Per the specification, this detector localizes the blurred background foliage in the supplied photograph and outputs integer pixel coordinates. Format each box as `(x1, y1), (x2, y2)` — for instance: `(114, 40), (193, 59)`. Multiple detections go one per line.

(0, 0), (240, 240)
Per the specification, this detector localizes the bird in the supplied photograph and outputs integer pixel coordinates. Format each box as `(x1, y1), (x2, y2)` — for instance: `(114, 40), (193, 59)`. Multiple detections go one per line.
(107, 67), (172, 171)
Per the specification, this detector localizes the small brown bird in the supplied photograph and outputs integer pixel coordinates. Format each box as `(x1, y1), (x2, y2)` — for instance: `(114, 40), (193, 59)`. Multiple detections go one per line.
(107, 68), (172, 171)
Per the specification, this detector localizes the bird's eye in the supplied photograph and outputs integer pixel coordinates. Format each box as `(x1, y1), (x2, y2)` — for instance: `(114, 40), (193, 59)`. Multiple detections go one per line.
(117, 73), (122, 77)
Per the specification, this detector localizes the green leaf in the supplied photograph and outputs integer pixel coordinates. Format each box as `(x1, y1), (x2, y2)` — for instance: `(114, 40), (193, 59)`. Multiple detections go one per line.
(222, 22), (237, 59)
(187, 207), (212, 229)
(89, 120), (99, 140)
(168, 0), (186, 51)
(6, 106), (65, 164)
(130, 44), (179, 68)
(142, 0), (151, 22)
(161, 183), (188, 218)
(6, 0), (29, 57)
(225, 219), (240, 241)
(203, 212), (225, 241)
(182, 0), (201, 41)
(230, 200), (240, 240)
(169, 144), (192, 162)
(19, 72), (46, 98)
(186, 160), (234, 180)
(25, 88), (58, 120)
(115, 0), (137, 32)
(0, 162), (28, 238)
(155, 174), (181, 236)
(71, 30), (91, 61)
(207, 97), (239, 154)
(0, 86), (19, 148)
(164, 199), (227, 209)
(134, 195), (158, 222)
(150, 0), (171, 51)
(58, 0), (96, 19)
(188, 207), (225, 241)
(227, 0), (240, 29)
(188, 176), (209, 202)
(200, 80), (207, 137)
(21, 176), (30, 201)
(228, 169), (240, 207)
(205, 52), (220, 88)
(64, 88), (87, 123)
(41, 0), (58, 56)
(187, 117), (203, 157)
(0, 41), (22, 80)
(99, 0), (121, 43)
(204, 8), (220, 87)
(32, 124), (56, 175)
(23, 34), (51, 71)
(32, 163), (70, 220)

= = = = =

§ **What the task requires**
Each line of the records should be repeated exactly as it stands.

§ **Task response**
Per the specification, this detector localizes the blurred background foliage in the supplied photograph and outputs integer pixel coordinates. Format each box as `(x1, y1), (x2, y2)` — for instance: `(114, 40), (193, 59)`. Multiple detections go one per line.

(0, 0), (240, 240)
Per the specification, this detector localizes the bird in the supplied photograph and outputs integer pixel coordinates. Format each box as `(x1, y1), (x2, y2)` — for instance: `(114, 40), (193, 59)`. Multiple detections go one per line.
(107, 67), (172, 171)
Per the specification, this detector localizes the small brown bird in the supplied photograph and outputs integer pixel coordinates. Format each box as `(x1, y1), (x2, y2)` — for instance: `(114, 40), (193, 59)`. Multiple detections go one per line.
(107, 68), (172, 171)
Per the specification, this detector localizes the bird's eye in the supplied photograph and outputs integer pixel coordinates. Format each box as `(x1, y1), (x2, y2)` — for instance: `(114, 40), (193, 59)`. Multiple detections go one per line.
(117, 73), (122, 77)
Per the specification, this detector localizes the green leaf in the supplied photograph and outputs integer pixel coordinates. Format each box as `(x1, y1), (x2, y2)` — for instance: `(114, 40), (193, 59)`. Multiple detections go one per line.
(222, 22), (237, 59)
(187, 207), (212, 229)
(89, 120), (99, 140)
(168, 0), (186, 51)
(6, 106), (65, 164)
(130, 44), (179, 68)
(142, 0), (151, 22)
(161, 183), (188, 218)
(6, 0), (29, 57)
(225, 219), (240, 241)
(203, 212), (225, 241)
(182, 0), (201, 41)
(230, 200), (240, 240)
(169, 144), (192, 162)
(19, 72), (46, 98)
(186, 160), (234, 180)
(25, 88), (58, 120)
(115, 0), (137, 32)
(0, 162), (28, 238)
(155, 174), (181, 236)
(71, 30), (91, 61)
(207, 97), (239, 154)
(0, 86), (19, 148)
(164, 199), (227, 209)
(134, 195), (158, 222)
(150, 0), (171, 51)
(58, 0), (96, 19)
(188, 207), (225, 241)
(227, 0), (240, 29)
(188, 176), (209, 202)
(200, 80), (207, 137)
(21, 176), (30, 201)
(228, 169), (240, 207)
(205, 52), (220, 88)
(64, 88), (87, 123)
(41, 0), (58, 56)
(187, 117), (203, 157)
(0, 41), (22, 80)
(99, 0), (121, 43)
(204, 8), (220, 87)
(32, 124), (56, 175)
(23, 34), (51, 71)
(32, 163), (70, 220)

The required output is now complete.